_Task directions_
Retype the data exactly from its first line through the line containing "89), (95, 89)]", including both of those lines.
-- start of Items --
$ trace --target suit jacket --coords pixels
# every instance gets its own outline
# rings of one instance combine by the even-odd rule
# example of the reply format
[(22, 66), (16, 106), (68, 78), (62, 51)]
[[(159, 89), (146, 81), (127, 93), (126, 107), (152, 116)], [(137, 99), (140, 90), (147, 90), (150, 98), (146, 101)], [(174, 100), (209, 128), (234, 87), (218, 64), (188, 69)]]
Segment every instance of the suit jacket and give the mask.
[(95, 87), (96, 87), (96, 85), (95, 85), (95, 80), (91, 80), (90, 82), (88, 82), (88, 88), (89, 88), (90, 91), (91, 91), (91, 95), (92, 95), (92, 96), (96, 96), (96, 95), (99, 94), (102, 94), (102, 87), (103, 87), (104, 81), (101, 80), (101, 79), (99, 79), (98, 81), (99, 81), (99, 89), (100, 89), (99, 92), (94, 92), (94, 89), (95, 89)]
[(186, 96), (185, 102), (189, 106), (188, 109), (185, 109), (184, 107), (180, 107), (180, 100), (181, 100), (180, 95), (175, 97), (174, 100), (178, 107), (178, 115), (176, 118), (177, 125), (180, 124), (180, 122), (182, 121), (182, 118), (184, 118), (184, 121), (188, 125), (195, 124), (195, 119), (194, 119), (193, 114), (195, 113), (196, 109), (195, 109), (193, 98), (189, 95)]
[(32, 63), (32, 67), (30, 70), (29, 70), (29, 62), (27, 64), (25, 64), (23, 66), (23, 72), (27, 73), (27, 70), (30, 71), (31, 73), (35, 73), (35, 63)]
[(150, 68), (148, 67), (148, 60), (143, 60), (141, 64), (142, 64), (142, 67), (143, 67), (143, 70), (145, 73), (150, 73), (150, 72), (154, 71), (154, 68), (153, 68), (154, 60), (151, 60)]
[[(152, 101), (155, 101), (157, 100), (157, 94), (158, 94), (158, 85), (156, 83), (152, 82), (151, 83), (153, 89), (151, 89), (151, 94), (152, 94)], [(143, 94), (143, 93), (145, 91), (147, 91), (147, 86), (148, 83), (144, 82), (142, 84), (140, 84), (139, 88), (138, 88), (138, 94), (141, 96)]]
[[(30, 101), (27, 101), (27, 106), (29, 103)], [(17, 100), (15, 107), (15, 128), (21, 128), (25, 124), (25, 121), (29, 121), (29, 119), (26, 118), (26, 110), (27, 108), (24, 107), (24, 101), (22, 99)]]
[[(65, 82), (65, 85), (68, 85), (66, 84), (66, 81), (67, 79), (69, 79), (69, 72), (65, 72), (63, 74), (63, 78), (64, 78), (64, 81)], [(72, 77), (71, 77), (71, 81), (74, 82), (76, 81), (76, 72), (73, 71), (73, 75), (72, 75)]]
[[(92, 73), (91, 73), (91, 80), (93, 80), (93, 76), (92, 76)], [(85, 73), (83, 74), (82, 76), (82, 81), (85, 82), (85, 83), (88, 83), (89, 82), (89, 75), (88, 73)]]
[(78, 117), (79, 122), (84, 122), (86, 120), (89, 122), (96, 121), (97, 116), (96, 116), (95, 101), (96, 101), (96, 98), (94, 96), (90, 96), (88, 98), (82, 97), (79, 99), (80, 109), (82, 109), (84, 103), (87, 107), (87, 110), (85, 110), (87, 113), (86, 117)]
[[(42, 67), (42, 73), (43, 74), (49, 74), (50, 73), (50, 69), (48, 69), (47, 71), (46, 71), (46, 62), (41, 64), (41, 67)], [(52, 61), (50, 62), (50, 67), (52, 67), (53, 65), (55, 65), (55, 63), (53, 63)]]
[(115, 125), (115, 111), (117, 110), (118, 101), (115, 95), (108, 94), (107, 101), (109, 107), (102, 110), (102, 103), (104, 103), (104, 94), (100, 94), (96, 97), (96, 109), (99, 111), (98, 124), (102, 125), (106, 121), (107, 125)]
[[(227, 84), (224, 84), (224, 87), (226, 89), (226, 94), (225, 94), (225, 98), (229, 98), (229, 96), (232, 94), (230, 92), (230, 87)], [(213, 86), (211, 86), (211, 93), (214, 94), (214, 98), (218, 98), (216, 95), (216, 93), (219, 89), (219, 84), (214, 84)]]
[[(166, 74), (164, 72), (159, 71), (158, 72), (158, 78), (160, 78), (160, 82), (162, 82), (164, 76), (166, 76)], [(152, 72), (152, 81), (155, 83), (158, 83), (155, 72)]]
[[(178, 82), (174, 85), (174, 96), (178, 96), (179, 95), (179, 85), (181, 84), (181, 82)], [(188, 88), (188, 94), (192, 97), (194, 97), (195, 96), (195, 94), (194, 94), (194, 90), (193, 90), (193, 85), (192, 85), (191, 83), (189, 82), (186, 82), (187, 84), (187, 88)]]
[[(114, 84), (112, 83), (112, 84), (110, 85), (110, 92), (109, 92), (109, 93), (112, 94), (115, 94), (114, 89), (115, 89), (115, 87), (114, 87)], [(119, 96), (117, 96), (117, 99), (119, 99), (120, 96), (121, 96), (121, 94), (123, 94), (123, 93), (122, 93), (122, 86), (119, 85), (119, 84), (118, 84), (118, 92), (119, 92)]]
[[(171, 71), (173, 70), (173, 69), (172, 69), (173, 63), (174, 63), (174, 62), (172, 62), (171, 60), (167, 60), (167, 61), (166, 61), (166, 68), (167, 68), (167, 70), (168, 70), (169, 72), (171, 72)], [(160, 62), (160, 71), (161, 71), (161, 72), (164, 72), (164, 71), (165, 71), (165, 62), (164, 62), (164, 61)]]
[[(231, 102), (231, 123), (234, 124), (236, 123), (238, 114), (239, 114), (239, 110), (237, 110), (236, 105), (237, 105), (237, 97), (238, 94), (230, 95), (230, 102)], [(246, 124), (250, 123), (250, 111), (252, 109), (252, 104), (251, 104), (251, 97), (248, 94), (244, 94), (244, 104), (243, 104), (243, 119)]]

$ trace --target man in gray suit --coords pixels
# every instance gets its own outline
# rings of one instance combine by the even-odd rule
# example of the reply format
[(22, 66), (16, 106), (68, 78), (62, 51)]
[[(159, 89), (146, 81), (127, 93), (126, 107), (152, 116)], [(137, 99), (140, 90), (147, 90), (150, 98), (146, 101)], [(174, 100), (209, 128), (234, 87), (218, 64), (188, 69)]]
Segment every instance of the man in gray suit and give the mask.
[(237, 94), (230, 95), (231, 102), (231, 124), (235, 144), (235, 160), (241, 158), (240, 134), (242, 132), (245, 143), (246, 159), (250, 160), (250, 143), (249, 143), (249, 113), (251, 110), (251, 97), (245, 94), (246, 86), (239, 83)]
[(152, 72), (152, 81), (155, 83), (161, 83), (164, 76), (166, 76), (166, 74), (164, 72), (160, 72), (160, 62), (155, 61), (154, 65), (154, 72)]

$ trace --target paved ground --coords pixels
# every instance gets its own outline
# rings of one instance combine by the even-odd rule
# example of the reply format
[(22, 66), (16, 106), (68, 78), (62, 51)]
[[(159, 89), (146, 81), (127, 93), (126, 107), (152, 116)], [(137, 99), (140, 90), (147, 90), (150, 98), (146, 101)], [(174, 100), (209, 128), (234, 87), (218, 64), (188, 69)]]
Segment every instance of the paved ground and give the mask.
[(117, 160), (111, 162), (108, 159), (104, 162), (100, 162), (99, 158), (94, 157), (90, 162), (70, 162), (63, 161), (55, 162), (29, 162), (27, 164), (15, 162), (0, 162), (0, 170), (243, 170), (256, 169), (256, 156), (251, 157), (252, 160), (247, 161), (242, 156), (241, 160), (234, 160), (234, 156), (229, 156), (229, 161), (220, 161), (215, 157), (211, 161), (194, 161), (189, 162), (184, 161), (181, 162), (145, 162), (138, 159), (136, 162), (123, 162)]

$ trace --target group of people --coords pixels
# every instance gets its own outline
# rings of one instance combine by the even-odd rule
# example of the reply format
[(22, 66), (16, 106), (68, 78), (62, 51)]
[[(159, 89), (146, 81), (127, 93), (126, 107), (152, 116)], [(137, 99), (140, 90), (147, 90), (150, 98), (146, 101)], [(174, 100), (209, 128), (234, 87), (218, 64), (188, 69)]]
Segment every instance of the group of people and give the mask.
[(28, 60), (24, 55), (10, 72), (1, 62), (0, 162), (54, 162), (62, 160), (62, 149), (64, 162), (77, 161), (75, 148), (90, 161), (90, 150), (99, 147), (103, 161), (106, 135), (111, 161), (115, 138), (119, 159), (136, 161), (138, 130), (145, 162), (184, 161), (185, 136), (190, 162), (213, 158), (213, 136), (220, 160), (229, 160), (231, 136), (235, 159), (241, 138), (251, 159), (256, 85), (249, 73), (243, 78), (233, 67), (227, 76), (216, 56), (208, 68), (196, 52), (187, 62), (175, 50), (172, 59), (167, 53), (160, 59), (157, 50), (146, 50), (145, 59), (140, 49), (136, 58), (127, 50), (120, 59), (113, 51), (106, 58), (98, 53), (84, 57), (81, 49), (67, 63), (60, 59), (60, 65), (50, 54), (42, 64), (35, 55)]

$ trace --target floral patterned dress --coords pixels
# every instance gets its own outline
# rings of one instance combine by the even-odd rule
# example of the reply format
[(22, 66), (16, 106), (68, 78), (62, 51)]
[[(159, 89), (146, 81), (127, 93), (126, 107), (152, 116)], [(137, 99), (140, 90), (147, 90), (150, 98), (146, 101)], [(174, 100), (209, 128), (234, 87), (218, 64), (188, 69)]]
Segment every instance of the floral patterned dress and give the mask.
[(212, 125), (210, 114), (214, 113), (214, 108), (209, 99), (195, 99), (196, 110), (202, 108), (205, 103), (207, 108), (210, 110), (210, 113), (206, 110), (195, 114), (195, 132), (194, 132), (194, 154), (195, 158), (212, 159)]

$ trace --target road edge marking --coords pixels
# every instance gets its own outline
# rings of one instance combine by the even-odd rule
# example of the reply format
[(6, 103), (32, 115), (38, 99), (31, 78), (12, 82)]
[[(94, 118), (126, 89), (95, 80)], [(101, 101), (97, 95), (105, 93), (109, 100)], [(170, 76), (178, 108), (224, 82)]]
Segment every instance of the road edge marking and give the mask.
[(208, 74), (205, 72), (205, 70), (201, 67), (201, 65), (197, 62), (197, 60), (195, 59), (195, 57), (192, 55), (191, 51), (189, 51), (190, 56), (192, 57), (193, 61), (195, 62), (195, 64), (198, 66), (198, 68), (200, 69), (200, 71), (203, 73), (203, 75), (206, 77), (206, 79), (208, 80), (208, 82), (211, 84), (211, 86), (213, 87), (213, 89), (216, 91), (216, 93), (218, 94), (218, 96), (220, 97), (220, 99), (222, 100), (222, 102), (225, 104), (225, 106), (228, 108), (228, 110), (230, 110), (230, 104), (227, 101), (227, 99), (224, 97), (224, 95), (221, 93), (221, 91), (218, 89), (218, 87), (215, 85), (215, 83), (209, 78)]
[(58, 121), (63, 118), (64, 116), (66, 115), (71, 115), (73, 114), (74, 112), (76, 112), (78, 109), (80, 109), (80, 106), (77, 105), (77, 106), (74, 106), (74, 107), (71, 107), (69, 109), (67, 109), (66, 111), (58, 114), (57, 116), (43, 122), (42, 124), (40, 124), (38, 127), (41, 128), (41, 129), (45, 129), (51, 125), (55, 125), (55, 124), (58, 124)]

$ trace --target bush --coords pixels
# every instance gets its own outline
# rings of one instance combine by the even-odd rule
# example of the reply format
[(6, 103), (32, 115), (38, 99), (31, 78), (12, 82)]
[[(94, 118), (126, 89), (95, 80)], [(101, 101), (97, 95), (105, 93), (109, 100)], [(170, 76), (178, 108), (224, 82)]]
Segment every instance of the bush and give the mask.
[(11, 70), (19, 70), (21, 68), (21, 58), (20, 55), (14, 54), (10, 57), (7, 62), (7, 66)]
-- end of Items --
_Complete output_
$ trace --target suit jacket --coords pixels
# every instance gets its own outline
# rings of one instance combine by the even-odd rule
# example of the reply format
[(22, 66), (16, 106), (68, 78), (62, 51)]
[[(159, 89), (146, 81), (127, 93), (126, 107), (152, 116)], [(137, 99), (140, 90), (147, 90), (150, 98), (146, 101)], [(174, 100), (209, 128), (234, 87), (218, 64), (188, 69)]]
Segment every instance of the suit jacket and give the mask.
[(95, 87), (96, 87), (96, 85), (95, 85), (95, 80), (91, 80), (90, 82), (88, 82), (88, 88), (89, 88), (90, 91), (91, 91), (91, 95), (92, 95), (92, 96), (96, 96), (96, 95), (99, 94), (102, 94), (102, 87), (103, 87), (104, 81), (101, 80), (101, 79), (99, 79), (98, 81), (99, 81), (99, 89), (100, 89), (99, 92), (94, 92), (94, 89), (95, 89)]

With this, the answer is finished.